__Task goal__
Return the data below unchanged, without images.

(Collected data entries)
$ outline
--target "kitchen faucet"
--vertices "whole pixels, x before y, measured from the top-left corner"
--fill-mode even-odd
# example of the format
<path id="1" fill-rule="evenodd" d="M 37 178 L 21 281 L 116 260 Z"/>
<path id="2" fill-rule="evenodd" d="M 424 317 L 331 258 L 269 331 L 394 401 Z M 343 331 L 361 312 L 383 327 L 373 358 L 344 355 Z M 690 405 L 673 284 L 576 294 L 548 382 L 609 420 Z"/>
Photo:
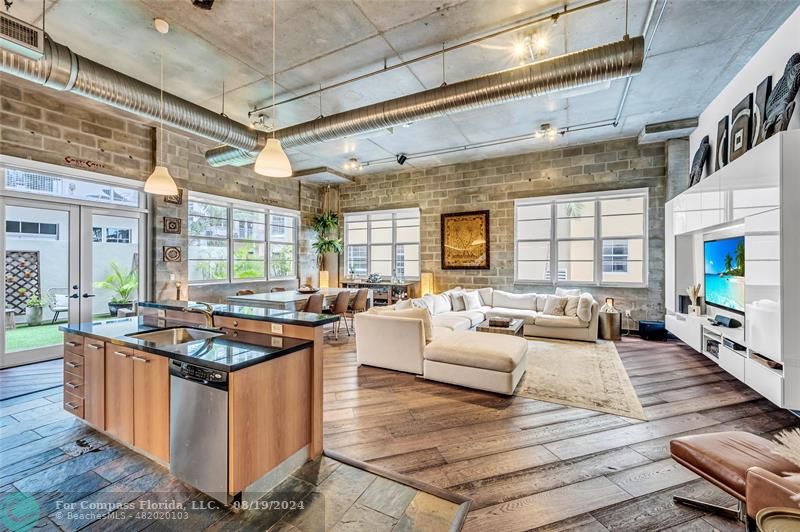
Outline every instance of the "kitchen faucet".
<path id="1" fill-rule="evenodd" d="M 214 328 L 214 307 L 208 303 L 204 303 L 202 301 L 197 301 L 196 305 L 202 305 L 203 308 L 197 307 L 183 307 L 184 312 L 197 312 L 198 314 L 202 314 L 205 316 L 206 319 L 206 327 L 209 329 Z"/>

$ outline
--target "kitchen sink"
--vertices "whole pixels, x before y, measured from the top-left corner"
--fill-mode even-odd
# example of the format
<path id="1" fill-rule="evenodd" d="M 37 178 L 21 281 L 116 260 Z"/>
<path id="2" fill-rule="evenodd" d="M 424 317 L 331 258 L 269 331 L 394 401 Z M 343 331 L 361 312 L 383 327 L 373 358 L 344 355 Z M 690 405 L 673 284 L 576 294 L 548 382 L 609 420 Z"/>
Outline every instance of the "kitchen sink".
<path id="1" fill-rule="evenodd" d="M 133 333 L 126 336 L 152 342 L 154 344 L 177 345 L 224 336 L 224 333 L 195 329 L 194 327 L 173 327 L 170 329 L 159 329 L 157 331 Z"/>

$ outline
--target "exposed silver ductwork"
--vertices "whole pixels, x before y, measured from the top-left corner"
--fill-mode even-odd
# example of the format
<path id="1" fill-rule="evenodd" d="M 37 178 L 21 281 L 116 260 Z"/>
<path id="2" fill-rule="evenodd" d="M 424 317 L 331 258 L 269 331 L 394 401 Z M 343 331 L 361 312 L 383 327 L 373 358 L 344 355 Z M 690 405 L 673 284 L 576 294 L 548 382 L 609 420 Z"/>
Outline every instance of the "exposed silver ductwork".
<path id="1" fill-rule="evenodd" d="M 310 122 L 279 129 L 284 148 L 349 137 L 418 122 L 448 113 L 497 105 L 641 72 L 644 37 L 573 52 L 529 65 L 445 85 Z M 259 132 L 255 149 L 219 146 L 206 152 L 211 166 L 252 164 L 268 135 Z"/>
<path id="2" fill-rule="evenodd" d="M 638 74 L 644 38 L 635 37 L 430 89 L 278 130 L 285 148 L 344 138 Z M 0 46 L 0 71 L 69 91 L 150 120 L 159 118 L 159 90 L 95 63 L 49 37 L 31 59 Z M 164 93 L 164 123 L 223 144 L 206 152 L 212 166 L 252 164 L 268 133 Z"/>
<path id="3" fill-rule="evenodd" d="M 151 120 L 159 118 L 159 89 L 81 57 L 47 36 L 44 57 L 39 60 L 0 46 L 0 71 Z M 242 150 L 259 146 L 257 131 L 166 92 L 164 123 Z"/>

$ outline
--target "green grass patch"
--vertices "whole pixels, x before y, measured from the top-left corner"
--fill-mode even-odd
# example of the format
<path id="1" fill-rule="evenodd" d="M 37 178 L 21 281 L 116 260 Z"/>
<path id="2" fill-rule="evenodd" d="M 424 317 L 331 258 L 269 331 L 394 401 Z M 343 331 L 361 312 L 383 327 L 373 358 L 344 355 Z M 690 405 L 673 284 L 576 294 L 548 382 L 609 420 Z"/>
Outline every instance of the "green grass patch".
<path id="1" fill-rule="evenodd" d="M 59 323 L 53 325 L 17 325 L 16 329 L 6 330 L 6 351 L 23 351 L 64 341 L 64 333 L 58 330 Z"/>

__Result of this task__
$ outline
--target "kitchen faucet"
--vertices "whole pixels, x before y, measured from the top-left corner"
--fill-mode even-odd
# example of the format
<path id="1" fill-rule="evenodd" d="M 37 178 L 21 281 L 116 260 Z"/>
<path id="2" fill-rule="evenodd" d="M 424 317 L 331 258 L 269 331 L 394 401 Z M 343 331 L 361 312 L 383 327 L 373 358 L 344 355 Z M 690 405 L 673 284 L 576 294 L 548 382 L 609 420 Z"/>
Photo:
Outline every instance of the "kitchen faucet".
<path id="1" fill-rule="evenodd" d="M 214 328 L 214 307 L 208 303 L 204 303 L 202 301 L 197 301 L 196 305 L 202 305 L 203 308 L 197 307 L 183 307 L 184 312 L 197 312 L 198 314 L 202 314 L 205 316 L 206 319 L 206 327 L 209 329 Z"/>

$ outline
--target "kitchen sink"
--vertices "whole pixels, x before y, measured from the top-left corner"
--fill-mode even-odd
# example of the format
<path id="1" fill-rule="evenodd" d="M 37 178 L 21 281 L 116 260 Z"/>
<path id="2" fill-rule="evenodd" d="M 424 317 L 331 258 L 269 331 L 394 401 Z M 343 331 L 361 312 L 383 327 L 373 358 L 344 355 Z M 690 405 L 673 284 L 576 294 L 548 382 L 609 420 Z"/>
Outline every instance of the "kitchen sink".
<path id="1" fill-rule="evenodd" d="M 133 333 L 126 336 L 152 342 L 154 344 L 177 345 L 224 336 L 224 333 L 195 329 L 194 327 L 173 327 L 170 329 L 159 329 L 157 331 Z"/>

$ outline
--target "exposed silver ductwork"
--vertices "whole pixels, x before y, measured from the top-left corner"
--fill-mode even-odd
# example of the format
<path id="1" fill-rule="evenodd" d="M 37 178 L 21 281 L 116 260 Z"/>
<path id="2" fill-rule="evenodd" d="M 424 317 L 331 258 L 269 331 L 394 401 Z M 343 331 L 361 312 L 383 327 L 373 358 L 344 355 Z M 690 405 L 673 284 L 576 294 L 548 382 L 609 420 Z"/>
Outline every instance of the "exposed silver ductwork".
<path id="1" fill-rule="evenodd" d="M 310 122 L 279 129 L 284 148 L 349 137 L 418 122 L 448 113 L 497 105 L 641 72 L 644 37 L 573 52 L 529 65 L 445 85 Z M 259 132 L 255 149 L 219 146 L 206 152 L 211 166 L 252 164 L 268 135 Z"/>
<path id="2" fill-rule="evenodd" d="M 638 74 L 644 38 L 635 37 L 430 89 L 278 130 L 285 148 L 344 138 Z M 0 46 L 0 71 L 69 91 L 150 120 L 159 118 L 159 90 L 95 63 L 49 37 L 31 59 Z M 164 93 L 164 123 L 223 144 L 206 152 L 212 166 L 252 164 L 268 133 Z"/>
<path id="3" fill-rule="evenodd" d="M 151 120 L 159 118 L 159 89 L 81 57 L 47 36 L 44 57 L 39 60 L 0 46 L 0 71 Z M 242 150 L 259 146 L 257 131 L 166 92 L 164 123 Z"/>

$ outline
--target "green grass patch"
--vertices "whole pixels, x before y, measured from the top-left corner"
--fill-mode even-odd
# example of the format
<path id="1" fill-rule="evenodd" d="M 37 178 L 21 281 L 116 260 Z"/>
<path id="2" fill-rule="evenodd" d="M 424 317 L 331 258 L 269 331 L 394 401 Z M 343 331 L 361 312 L 383 327 L 373 358 L 344 355 Z M 690 405 L 673 284 L 576 294 L 548 382 L 609 420 Z"/>
Outline every instance of the "green grass patch".
<path id="1" fill-rule="evenodd" d="M 59 323 L 53 325 L 17 325 L 16 329 L 6 330 L 6 351 L 23 351 L 64 341 L 64 333 L 58 330 Z"/>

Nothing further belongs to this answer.